***** Information *****
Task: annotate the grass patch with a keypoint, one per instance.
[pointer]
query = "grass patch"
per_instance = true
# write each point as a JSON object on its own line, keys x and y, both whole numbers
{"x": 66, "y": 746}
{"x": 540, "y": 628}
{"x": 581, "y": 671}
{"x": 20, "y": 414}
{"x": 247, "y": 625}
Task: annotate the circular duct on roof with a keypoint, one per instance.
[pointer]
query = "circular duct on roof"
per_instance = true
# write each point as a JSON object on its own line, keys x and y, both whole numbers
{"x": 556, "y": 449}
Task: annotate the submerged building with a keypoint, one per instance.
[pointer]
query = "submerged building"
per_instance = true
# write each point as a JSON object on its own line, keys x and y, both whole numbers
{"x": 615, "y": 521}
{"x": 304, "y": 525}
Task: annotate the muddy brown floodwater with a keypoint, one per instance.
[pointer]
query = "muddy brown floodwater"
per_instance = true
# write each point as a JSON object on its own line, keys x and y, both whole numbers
*****
- Task
Every line of the data must appear again in the answer, exactly as written.

- Response box
Task: annotate the grass patch with a keypoint, one per instance.
[pointer]
query = "grass patch"
per_instance = true
# write each point as a JSON object on its own line, keys x and y, both whole numbers
{"x": 66, "y": 746}
{"x": 540, "y": 628}
{"x": 581, "y": 671}
{"x": 20, "y": 414}
{"x": 247, "y": 625}
Task: annotate the circular duct on roof with a keypoint, one per instance.
[pointer]
query = "circular duct on roof"
per_instance = true
# write each point as a JSON object on its own line, keys x and y, both whole numbers
{"x": 556, "y": 449}
Task: annotate the submerged building with a keypoint, one per instance.
[pointer]
query = "submerged building"
per_instance = true
# write each point as a JSON object on its own line, keys x and y, both whole numbers
{"x": 615, "y": 521}
{"x": 304, "y": 525}
Task: annotate the muddy brown floodwater with a keypoint, one per instance.
[pointer]
query = "muddy brown floodwater"
per_instance = true
# write each point as a JSON object on its own line, keys x and y, both whole numbers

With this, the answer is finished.